• Records for the exercise:
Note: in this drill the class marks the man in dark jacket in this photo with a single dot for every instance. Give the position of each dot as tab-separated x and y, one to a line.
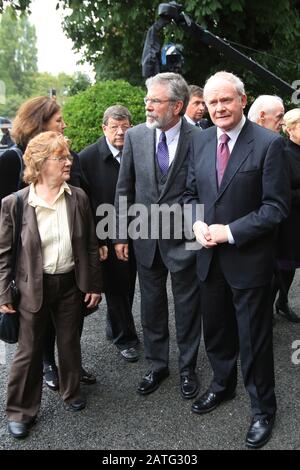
100	164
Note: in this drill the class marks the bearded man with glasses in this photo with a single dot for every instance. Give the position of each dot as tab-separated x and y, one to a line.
153	173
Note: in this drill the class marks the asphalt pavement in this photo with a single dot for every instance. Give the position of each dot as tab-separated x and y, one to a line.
117	418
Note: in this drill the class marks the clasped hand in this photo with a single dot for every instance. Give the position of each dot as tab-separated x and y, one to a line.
209	236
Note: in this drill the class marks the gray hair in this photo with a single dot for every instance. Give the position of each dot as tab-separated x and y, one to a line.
229	77
263	103
176	84
117	112
195	90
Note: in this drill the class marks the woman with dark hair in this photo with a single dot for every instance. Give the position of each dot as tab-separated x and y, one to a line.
33	117
288	257
58	264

• Your goal: Revise the records above, putting "exercise" wherever "drill" appears and leaving everything else unchanged. Omit the pictures from your answer.

• The response:
Note: in this exercise the class marks the man in dark jacket in this photo with a single dot for every instance. Give the position of each dot as tab-separated x and y, one to a line.
100	164
Note: in this exercise the class marks the bearded man with glasses in this photo with a single dot for every instance. Give the position of each dot as tab-separated x and y, one to a line.
153	173
Note: in this exercise the class marks the asphalt pavement in this photo with a single dot for every instance. Give the position of each dot as tab-separated x and y, one to a line.
117	418
Note: in this exercise the class marks the clasped hand in this photo with a single dot for every instance. Give the position of each dot as tab-separated x and y, one to a line.
209	236
Note: in this exercise the class marks the gray hair in this photo with a single dot for every instance. Give the position of each dot as tab-separated x and y, one to a line.
229	77
263	103
176	84
117	112
195	90
Note: in this exercise the class marks the woman with dark hair in this photo with a single dot for every instance. Give the position of each dot as tab-separated x and y, one to a line.
33	117
288	257
58	264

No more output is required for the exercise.